-- TASK TO COMPLETE --
All of the records below are to be output exactly; no image belongs in the result.

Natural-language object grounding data
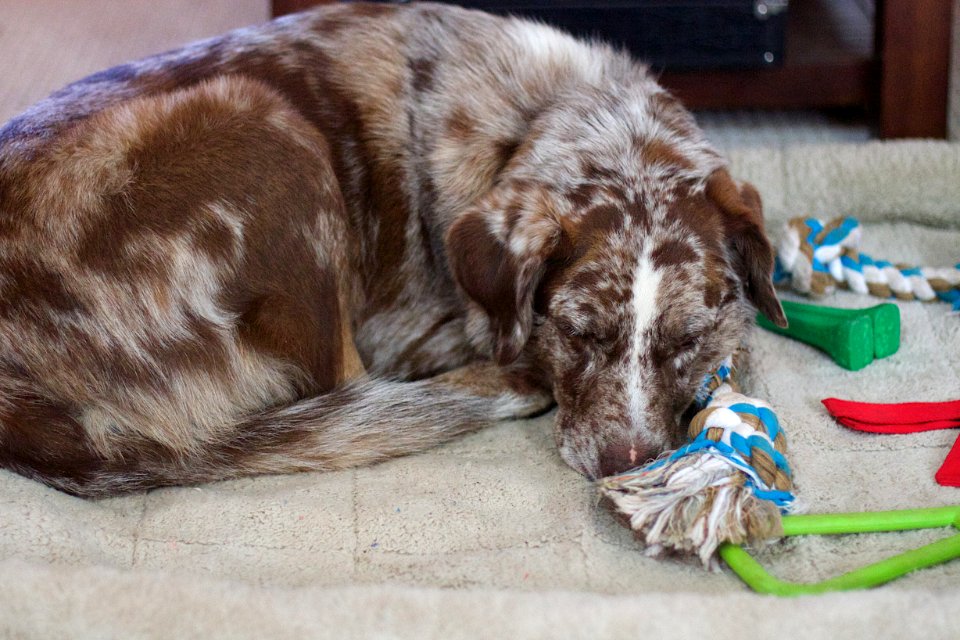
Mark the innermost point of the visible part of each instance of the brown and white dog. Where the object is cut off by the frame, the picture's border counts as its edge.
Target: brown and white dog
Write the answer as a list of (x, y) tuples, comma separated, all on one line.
[(350, 234)]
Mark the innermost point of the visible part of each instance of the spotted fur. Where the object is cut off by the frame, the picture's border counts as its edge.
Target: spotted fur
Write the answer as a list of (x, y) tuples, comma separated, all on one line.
[(350, 234)]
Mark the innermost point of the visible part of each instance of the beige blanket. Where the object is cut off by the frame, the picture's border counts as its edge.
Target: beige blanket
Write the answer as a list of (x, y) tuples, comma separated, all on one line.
[(492, 536)]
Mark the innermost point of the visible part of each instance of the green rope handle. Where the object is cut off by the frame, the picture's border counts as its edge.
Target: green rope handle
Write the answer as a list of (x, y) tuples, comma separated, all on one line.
[(758, 579)]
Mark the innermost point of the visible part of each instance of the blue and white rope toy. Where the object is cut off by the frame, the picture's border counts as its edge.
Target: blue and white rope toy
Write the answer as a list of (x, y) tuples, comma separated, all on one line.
[(730, 483), (817, 257)]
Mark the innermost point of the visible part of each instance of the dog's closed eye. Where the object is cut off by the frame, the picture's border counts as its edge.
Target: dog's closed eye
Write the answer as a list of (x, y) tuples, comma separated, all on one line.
[(585, 330)]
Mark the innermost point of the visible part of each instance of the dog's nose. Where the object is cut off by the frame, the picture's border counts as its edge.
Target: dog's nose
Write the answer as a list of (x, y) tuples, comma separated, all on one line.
[(620, 457)]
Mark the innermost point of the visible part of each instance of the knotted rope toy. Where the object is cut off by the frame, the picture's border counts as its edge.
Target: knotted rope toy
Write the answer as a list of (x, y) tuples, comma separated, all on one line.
[(817, 257), (730, 483)]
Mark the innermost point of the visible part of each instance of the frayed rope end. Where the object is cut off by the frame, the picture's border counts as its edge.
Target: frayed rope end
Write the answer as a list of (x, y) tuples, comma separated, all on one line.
[(691, 505)]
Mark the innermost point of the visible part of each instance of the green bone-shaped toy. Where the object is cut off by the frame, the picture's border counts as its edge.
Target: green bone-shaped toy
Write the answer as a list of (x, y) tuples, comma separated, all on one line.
[(757, 578), (852, 337)]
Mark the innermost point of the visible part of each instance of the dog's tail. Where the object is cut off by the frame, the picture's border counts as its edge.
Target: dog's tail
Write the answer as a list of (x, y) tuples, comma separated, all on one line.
[(363, 422)]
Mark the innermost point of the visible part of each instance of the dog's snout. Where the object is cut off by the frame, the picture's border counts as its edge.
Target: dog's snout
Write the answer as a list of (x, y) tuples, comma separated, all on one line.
[(620, 457)]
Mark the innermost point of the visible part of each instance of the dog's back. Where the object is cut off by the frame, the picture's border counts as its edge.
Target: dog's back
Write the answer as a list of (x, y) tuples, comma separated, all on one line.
[(225, 259)]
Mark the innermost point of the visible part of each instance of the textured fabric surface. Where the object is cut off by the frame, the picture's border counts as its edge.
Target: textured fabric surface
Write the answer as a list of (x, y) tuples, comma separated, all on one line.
[(492, 535)]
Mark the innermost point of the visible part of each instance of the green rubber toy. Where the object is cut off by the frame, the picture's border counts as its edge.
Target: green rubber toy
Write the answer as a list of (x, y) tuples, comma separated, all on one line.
[(852, 337), (758, 579)]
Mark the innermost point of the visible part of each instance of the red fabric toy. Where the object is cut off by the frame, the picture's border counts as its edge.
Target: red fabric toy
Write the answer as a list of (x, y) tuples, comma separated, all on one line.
[(907, 417)]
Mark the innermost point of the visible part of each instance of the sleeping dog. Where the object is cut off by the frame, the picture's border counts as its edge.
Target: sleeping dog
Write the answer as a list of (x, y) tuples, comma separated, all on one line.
[(353, 233)]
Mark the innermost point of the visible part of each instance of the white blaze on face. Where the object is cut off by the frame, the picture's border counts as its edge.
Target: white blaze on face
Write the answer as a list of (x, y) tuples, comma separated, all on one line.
[(646, 283)]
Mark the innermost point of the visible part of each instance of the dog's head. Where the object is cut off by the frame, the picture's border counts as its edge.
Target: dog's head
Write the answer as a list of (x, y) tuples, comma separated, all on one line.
[(626, 296)]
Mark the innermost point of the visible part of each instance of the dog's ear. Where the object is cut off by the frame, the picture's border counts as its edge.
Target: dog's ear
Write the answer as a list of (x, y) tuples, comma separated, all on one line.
[(743, 224), (498, 251)]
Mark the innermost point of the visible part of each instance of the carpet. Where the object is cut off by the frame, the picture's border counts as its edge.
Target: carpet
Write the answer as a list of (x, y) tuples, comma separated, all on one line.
[(446, 543)]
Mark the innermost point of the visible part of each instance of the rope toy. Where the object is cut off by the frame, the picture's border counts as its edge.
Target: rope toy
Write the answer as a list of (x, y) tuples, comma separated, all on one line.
[(817, 257), (730, 483)]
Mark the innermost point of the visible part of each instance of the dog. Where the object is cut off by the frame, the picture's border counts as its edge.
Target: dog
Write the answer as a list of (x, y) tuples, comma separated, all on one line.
[(351, 234)]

-- TASK SOLUTION --
Mark the innermost point of the visible part of each instance of the brown and white dog. Where the object is cut off by the frame, the picture's border counts as its edge.
Target: brown and white dog
Write the answer as a list of (x, y) tuples, comma separated, all on one line.
[(350, 234)]
Mark the innermost point of the visible part of each instance of the spotted fur. Where the object is cut off by the frame, the picture's border counts as its edge.
Target: spotted fur
Write the answer as a list of (x, y) tuples, comma separated, all on one line.
[(350, 234)]
Mark the innermost point of the visible part of each instance of the beige blanket. Where the object is cut off by the frame, the picture's border counts as its edge.
Target: beige blanket
Write the answer as a list of (x, y) tuples, comma separated, all on one line.
[(492, 536)]
Mark the innermost point of the visible part of each instance of the green rope handle. Where the object is cut off by the frame, the picture's border counts as its edge.
Target: green rope handle
Write the answer as a list of (x, y) tuples, comma separated, all on one line.
[(758, 579)]
Mark the innermost point of the visible part of each instance of the blue and white rope toy. Where the object is cut off by the frame, the picture's border counts as its edge.
Target: blue and white rope toy
Write the answer as a list of (x, y) tuples, comma separated, all on one line.
[(730, 483), (817, 257)]
Mark the innermost point of the visible part of each instance of the dog's closed eye. Where the object is cut off by the frame, the picture's border counts as its edge.
Target: dog's closed eye
Write the answer as a list of (x, y) tuples, comma separated, all on one line.
[(585, 330)]
Mark the innermost point of the visible part of each instance of the dog's nose. Where the object is cut off by the frame, the picture's border counts as its edge.
Target: dog's nose
Write the answer as a list of (x, y) tuples, comma separated, all on one line.
[(620, 457)]
Mark the innermost point of the visible part of each instance of the knotted rope toy. Where the object is cut off by the frame, the picture's border counts as its edge.
Target: knotted rope toy
Write the answer as a list of (x, y) tuples, comma separated, all on one line.
[(817, 257), (730, 483)]
Mark the innermost point of the visible part of each instance of the frayed rope end. Where the object is cut off by the frame, the picture's border counts as its edge.
Target: frayed rope end
Write the answer as a list of (x, y) tuples, comma separated, all on one line.
[(691, 505)]
Mark the innermost point of the visible part of each instance of the green bone-shaped toy. Where the object is cut off by the frame, the picture's border counts as its edge.
Target: green bone-shaped toy
Write the answer as a list of (x, y) tuples, comma separated, all on one line.
[(757, 578), (852, 337)]
Mark the innermost point of the visible part of each instance of the dog's tail. Where the object is cut off by the frame, the picture's border counts as its edge.
Target: dog's tail
Write the answer as a list of (x, y) tuples, comma separated, all on one line.
[(363, 422)]
Mark the innermost point of the visible part of each instance of the dog's snout. Where the object is cut off by the frame, the picture's border counts as its edge.
Target: dog's snout
Write the answer as a list of (x, y) tuples, comma separated, all on one line.
[(620, 457)]
Mark the innermost point of the visible part of each instance of the dog's back. Where the object is cut off by the frame, the picture's border counts as its edge.
Target: dog's back
Write the answer as a list of (x, y) tuples, comma separated, all on one line.
[(225, 259)]
Mark the innermost point of the visible part of each instance of the textured fabric surface. Where the object is cut off by the frame, the picture's border counts as its edge.
Target: textured fabric surface
Write the answer as a list of (x, y) tuples, comma separated, all on one line.
[(492, 535)]
Mark the innermost point of the visible part of each instance of the green rubber toy. Where the object is cut off by the frame, the picture's border counts as its edge.
Target: green rubber toy
Write the answer as a list of (x, y) tuples, comma separated, all on one line.
[(852, 337), (758, 579)]
Mark the innermost point of the visible part of each instance of the red fabric toy. Where the object is cut off by the frame, the picture's border counts as its edge.
Target: red fabric toy
Write the answer as a list of (x, y) tuples, comma separated, all on one line.
[(907, 417)]
Mark the innermost point of the visible part of each instance of the sleeping dog. Where the object is cut off by the frame, the picture's border counts as its edge.
Target: sleeping dog
Write the answer as a list of (x, y) tuples, comma separated, all on one line.
[(353, 233)]
Mark the innermost point of the visible part of each instance of the white blaze on face. Where the object is cut off by the frame, the picture's border counts as its edge.
Target: white blaze on face
Write the answer as a list of (x, y) tuples, comma separated, all on one line.
[(646, 283)]
Mark the innermost point of the visible part of each instance of the dog's head. Where the object is cut off by the frame, the picture's border counts as its edge.
Target: dog's head
Write the answer as a list of (x, y) tuples, comma separated, all on one line.
[(626, 296)]
Mark the innermost point of the visible part of each instance of the dog's ear. Where the object is cut off by the frame, the picture's border counts as its edge.
Target: dog's ear
Write the answer as a list of (x, y) tuples, comma separated, all on one line.
[(743, 224), (498, 251)]
Mark the innermost point of the visible part of each instance of the carpet. Where the object is cut off by the frame, the picture's border counts as its edge.
Target: carpet
Write the answer as a list of (x, y) tuples, comma separated, all on one line.
[(446, 543)]
Mark the innermost point of the visible part of each instance of the rope toy. Where the object is cut off by the frame, the picture's border counts as its edge.
Target: rope toy
Write the answer as a list of (x, y) tuples, comma separated, all on one line.
[(817, 257), (730, 483)]
Mark the innermost point of the visible part of each instance of the dog. Where the object is cut off by the frame, the picture's border counts as its edge.
Target: dog
Write the answer as a list of (x, y) tuples, comma separated, all on one line.
[(351, 234)]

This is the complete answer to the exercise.